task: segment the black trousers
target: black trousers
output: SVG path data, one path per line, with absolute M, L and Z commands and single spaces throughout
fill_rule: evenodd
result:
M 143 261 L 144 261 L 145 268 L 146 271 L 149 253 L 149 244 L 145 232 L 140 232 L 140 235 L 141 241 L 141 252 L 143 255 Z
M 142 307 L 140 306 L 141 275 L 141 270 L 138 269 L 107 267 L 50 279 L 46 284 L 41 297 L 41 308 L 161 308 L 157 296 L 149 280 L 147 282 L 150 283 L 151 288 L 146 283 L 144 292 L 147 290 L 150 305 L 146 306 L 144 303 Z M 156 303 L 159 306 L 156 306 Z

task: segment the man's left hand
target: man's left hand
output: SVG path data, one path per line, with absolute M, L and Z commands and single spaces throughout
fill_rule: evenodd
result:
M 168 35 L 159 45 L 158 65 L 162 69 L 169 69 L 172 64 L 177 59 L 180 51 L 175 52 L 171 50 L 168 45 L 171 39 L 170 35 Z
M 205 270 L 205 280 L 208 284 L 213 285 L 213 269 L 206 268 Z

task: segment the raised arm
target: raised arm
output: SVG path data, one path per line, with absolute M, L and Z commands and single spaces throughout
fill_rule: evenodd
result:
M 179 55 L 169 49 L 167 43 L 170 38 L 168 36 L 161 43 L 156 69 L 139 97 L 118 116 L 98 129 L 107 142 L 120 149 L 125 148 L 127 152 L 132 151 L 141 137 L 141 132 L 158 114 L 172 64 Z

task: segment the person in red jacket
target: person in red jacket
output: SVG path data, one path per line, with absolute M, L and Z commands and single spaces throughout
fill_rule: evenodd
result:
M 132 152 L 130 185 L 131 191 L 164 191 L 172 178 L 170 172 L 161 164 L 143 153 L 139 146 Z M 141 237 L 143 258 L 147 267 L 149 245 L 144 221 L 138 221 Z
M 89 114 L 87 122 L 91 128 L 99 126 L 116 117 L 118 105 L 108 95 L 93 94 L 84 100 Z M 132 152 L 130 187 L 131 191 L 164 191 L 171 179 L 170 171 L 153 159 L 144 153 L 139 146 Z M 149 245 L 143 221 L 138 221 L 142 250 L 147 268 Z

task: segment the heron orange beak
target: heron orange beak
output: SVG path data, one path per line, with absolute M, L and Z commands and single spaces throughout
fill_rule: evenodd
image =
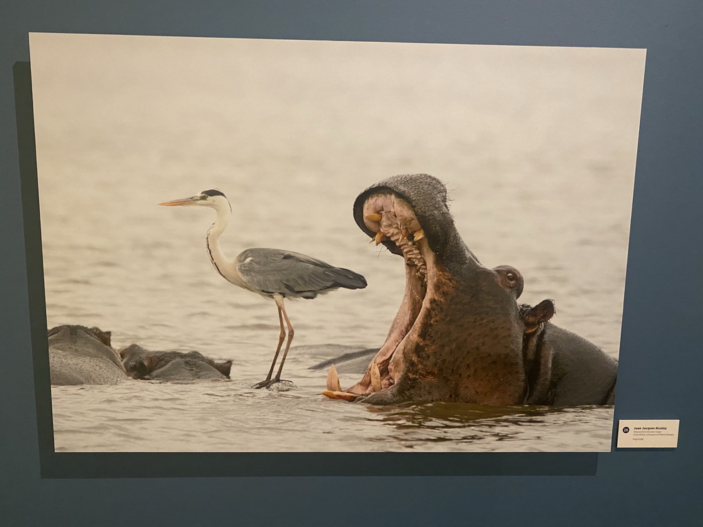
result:
M 166 201 L 163 203 L 160 203 L 160 205 L 163 205 L 164 207 L 178 207 L 179 205 L 193 205 L 200 200 L 199 196 L 191 196 L 191 197 L 184 197 L 181 200 L 173 200 L 172 201 Z

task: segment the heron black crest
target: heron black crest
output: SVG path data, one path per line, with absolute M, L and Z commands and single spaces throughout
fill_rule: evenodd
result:
M 206 194 L 208 196 L 222 196 L 222 197 L 226 198 L 226 196 L 217 188 L 209 188 L 207 190 L 203 190 L 200 194 Z

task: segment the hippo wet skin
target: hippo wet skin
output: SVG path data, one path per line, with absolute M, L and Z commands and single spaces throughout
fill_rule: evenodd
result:
M 134 379 L 202 381 L 229 379 L 232 361 L 216 363 L 198 351 L 151 351 L 131 344 L 118 352 Z
M 364 190 L 356 223 L 405 261 L 406 289 L 385 342 L 363 378 L 331 398 L 482 405 L 612 403 L 617 361 L 548 320 L 551 300 L 520 305 L 515 268 L 484 267 L 461 239 L 446 188 L 427 174 L 396 176 Z
M 110 332 L 61 325 L 49 330 L 48 337 L 53 385 L 116 384 L 128 379 L 110 346 Z

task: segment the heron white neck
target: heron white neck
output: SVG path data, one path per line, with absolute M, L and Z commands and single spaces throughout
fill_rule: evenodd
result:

Stated task: Show each line of the records that contains the word "segment", copying every such line in full.

Written answer:
task: segment the black trousers
task: segment the man's left hand
task: segment the raised arm
task: segment the person in red jacket
task: segment the heron orange beak
task: segment the heron black crest
task: segment the hippo wet skin
task: segment the heron white neck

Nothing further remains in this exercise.